As opposed to what? He describes three personality traits, only one of which (hubris; not entirely sure why that's the term used given how close it is to arrogance) actually leads to additional technical debt. Both fear, and arrogance (as he describes it) merely lead to technical debt remaining unaddressed; they don't create it in the first place.
I'd posit that technical debt gets created because of time pressure, and that it stays because of continued time pressure.
Almost the entirety of my experience with technical debt has been "Hey, this code kinda sucks" "Yep. We just haven't had time to make it better/it's never been enough of a priority to make it better". Not "Don't touch that, you might break it!" (caveat: I've run into this on long lived, gigantic defense contracts) or "No, it's good the way it's written" (never run into this). I can't even imagine a developer who is any good saying that latter one; you -always- realize ways you could have made it better after the fact.
It may instead be a manager calling the shot that refactoring isn't necessary/worth it (the arrogance he mentions), and we can debate whether it's fair for management, rather than developers, deciding when refactoring is necessary, but it's still based on time/money constraints; I've never met a manager who would say no to a refactoring attempt whose cost was nil (i.e., the dev, QA, and anyone else who'd need to be involved, offered to do it in their free time).
EDIT: And even technical debt incurred because of changing requirements comes about because we didn't take the time initially to fully understand the requirements. This isn't a bad thing, it's what agile is predicated on, that we don't need a full top to bottom understanding of the problem space to deliver something useful. But it still can be expressed as a time constraint, one on the time it would take to expand our understanding, rather than one on the time it would take to code.
I think you could boil everything down to "time pressure" and not have any good insights on a problem. For us our technical debt came in the form of resource constraints, namely not having enough money to hire someone to be able to do a task in the most optimal way. Sure we didn't have years and years to learn a new codebase but I don't consider that "time pressure" in the same sense.
I do think in general though if you are "hacking" on a product, you are almost by definition not building it in the most optimal way. In general things are left out or overly complex, whether it be documentation or streamlined code or building with a non-native SDK instead of native development technical debt sneaks in there.

#### [Task goal]
Reproduce word for word the passage of the technical debt discussion that begins at "EDIT: And even" and ends at "take to code.".

#### [Data provided]

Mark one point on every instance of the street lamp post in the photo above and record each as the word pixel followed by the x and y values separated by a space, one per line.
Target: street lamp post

#### [Reply to the exercise]
EDIT: And even technical debt incurred because of changing requirements comes about because we didn't take the time initially to fully understand the requirements. This isn't a bad thing, it's what agile is predicated on, that we don't need a full top to bottom understanding of the problem space to deliver something useful. But it still can be expressed as a time constraint, one on the time it would take to expand our understanding, rather than one on the time it would take to code.